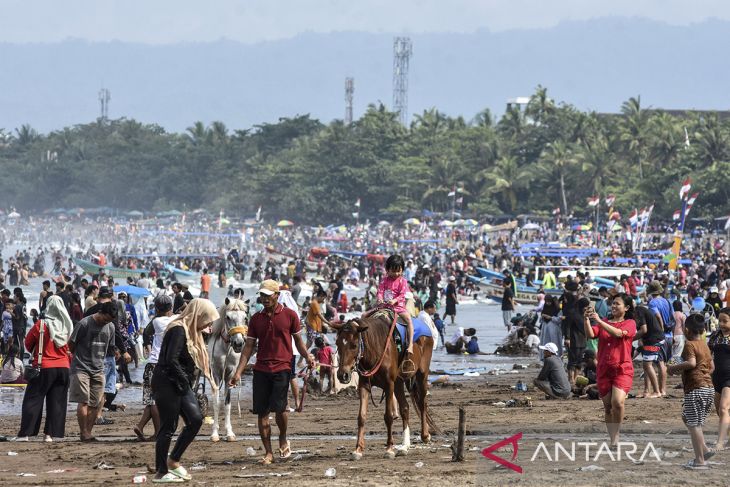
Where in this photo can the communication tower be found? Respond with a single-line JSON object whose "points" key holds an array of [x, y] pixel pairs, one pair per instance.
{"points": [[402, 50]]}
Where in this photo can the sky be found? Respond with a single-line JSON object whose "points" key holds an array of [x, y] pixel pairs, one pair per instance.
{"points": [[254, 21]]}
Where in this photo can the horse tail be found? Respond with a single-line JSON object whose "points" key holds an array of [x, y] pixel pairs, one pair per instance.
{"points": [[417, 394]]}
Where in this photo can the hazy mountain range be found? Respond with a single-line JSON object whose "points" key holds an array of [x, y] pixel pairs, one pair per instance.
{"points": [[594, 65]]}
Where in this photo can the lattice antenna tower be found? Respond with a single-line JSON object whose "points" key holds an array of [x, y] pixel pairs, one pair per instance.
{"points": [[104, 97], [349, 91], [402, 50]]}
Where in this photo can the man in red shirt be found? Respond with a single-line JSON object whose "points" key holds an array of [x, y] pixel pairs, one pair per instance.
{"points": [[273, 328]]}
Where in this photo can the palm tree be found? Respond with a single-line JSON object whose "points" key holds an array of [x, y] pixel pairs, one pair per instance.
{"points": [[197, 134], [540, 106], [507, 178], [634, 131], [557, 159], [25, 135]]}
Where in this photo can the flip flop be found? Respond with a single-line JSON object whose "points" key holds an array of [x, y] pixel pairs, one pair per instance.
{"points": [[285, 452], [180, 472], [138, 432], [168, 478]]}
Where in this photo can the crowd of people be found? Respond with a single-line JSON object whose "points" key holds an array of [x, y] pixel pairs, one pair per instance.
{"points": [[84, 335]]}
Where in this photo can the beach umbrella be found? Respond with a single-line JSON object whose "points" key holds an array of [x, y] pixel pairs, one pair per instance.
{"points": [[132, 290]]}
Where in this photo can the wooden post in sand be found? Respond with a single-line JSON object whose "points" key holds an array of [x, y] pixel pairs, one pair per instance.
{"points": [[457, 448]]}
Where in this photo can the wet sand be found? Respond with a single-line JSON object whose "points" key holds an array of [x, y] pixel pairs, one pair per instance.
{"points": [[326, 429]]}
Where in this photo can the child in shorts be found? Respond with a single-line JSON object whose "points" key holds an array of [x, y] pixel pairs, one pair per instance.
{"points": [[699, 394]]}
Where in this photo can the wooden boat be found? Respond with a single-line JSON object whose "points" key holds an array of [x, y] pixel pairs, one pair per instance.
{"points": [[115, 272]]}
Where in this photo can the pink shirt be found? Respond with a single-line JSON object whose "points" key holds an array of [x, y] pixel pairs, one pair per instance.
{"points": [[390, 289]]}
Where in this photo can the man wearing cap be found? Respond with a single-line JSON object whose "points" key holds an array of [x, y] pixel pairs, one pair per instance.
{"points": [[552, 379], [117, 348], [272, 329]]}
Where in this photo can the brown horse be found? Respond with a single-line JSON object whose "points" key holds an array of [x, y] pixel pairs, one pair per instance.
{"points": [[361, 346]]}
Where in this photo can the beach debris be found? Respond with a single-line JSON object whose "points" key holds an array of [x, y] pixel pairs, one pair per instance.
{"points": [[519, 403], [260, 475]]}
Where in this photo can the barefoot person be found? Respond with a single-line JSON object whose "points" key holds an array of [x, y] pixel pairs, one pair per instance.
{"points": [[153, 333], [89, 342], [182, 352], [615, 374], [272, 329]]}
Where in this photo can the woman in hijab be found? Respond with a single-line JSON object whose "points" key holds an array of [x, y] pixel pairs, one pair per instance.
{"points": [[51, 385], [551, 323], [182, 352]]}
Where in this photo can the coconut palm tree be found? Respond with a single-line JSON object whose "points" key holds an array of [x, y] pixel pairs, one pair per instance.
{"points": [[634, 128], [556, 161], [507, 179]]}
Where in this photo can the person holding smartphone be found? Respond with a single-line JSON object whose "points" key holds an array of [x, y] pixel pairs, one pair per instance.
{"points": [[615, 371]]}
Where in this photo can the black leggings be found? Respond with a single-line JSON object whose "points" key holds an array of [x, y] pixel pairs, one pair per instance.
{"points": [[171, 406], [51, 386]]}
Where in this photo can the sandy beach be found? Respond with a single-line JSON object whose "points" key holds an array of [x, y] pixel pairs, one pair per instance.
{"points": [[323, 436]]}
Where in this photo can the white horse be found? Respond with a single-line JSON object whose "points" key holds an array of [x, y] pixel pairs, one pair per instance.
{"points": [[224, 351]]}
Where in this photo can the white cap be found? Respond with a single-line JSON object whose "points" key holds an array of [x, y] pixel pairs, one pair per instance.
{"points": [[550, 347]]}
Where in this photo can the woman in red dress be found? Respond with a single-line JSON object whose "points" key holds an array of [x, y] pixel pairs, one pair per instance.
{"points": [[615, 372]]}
--
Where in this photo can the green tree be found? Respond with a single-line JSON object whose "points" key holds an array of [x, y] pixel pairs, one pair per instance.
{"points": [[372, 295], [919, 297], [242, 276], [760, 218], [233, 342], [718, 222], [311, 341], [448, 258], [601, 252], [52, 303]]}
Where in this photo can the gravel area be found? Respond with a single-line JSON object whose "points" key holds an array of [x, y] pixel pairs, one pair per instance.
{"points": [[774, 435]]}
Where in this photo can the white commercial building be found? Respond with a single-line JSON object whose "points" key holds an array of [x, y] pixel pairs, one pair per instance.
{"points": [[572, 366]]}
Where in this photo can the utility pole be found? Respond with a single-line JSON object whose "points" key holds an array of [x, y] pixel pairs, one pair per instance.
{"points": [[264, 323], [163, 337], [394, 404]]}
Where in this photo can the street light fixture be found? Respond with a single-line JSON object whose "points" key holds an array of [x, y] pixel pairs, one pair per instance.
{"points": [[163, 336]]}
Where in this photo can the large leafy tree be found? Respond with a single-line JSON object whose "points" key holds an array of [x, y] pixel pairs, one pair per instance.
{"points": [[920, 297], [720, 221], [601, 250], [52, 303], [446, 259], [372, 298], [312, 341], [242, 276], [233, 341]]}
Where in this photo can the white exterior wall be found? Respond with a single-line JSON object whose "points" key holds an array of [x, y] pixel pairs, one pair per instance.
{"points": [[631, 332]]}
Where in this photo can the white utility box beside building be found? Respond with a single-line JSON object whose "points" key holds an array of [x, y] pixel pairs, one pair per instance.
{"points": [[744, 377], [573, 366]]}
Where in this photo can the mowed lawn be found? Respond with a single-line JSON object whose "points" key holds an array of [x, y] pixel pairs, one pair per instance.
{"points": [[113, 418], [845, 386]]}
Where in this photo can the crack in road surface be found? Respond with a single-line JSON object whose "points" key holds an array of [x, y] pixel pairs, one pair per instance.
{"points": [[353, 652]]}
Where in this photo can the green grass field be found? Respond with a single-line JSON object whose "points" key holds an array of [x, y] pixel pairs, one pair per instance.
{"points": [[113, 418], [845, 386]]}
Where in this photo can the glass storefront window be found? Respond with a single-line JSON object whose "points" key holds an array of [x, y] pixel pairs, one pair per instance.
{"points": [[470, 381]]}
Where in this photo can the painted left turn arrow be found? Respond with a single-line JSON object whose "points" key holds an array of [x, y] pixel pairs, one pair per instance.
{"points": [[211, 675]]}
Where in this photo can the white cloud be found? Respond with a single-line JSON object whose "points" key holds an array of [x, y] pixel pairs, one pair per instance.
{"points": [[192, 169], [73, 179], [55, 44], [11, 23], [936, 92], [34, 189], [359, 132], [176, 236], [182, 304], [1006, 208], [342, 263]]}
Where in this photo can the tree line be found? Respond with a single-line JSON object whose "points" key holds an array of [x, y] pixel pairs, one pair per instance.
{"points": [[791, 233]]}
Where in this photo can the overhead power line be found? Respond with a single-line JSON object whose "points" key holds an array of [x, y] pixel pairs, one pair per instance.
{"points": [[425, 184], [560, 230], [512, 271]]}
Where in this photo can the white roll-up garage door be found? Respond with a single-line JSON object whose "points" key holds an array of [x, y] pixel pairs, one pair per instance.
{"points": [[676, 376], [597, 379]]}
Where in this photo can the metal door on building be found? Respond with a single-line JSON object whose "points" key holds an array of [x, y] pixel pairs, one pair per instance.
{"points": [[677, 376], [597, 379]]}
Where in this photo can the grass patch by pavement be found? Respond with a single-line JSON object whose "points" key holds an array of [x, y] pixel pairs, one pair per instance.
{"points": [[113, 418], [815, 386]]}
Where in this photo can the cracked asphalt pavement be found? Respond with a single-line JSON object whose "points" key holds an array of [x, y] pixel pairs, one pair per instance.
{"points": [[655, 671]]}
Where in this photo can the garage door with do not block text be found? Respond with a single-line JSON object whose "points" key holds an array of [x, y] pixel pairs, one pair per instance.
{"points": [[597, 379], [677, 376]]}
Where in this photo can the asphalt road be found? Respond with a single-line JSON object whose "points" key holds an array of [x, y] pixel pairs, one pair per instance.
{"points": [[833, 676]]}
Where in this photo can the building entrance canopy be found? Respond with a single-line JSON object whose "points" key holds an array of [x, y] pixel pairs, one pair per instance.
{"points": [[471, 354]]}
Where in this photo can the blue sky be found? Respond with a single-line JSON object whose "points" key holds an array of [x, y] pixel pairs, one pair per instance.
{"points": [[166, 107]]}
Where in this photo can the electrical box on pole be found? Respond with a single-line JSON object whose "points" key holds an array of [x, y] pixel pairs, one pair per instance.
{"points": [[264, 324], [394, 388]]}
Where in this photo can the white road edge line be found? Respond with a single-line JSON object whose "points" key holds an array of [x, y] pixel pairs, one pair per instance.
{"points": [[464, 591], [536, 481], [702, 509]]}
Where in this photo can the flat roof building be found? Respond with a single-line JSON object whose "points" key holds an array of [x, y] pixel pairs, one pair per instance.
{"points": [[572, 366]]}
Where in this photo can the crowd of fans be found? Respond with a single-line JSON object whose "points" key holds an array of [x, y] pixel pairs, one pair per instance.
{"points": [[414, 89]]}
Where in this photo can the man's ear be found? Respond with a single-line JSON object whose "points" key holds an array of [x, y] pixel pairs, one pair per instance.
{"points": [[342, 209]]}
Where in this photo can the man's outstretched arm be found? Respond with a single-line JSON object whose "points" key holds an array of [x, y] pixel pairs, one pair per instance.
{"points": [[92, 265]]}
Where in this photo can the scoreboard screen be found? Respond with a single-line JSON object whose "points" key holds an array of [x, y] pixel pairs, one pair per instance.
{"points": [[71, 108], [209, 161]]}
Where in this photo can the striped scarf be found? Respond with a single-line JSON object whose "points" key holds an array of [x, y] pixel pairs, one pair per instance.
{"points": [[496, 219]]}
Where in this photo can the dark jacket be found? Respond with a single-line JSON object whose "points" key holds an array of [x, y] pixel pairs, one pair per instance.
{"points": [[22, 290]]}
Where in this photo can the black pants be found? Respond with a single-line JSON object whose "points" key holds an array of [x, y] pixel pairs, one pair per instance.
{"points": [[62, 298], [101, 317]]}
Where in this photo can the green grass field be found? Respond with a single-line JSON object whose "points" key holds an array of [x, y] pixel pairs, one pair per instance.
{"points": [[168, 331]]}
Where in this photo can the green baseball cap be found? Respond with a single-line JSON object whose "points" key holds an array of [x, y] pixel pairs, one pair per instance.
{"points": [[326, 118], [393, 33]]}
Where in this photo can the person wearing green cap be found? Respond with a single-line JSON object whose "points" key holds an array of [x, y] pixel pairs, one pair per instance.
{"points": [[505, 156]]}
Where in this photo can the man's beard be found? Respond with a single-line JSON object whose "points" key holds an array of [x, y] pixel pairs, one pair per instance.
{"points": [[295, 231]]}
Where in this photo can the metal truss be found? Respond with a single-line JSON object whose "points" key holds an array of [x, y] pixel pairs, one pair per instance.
...
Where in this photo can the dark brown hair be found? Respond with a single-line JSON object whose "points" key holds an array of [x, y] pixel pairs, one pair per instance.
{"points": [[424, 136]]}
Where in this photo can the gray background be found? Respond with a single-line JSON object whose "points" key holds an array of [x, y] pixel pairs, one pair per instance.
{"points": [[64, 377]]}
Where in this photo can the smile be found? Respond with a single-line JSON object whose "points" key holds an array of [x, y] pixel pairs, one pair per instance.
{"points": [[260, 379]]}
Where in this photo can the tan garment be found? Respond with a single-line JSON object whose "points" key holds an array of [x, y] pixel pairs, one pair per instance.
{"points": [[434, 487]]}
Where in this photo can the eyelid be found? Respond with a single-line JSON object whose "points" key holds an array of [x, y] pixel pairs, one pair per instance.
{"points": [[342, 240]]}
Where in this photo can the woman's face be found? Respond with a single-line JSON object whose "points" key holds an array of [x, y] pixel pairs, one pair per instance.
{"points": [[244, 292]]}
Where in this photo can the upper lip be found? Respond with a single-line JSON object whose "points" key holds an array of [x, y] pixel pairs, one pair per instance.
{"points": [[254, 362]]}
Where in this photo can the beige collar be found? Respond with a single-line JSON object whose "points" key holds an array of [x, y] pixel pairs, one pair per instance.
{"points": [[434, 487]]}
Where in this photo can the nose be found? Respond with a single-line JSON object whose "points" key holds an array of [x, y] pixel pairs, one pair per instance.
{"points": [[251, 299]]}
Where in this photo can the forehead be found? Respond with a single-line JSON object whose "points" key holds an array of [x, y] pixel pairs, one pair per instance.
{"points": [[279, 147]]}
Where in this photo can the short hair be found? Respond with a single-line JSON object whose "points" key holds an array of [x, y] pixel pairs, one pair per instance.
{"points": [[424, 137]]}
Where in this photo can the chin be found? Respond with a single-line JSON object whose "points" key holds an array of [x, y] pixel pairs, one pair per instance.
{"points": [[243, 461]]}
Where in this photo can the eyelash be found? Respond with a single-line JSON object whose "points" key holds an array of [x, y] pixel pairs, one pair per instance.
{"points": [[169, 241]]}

JOB: Identify every line in the items above that contains the word "overhead", and copy each such line in full. Matching is case-sensitive.

EXPECTED OUTPUT:
Where in this photo can the overhead power line be found? Respond with a single-line JSON object whose "points" key holds an array of [x, y] pixel pairs, one pair per instance.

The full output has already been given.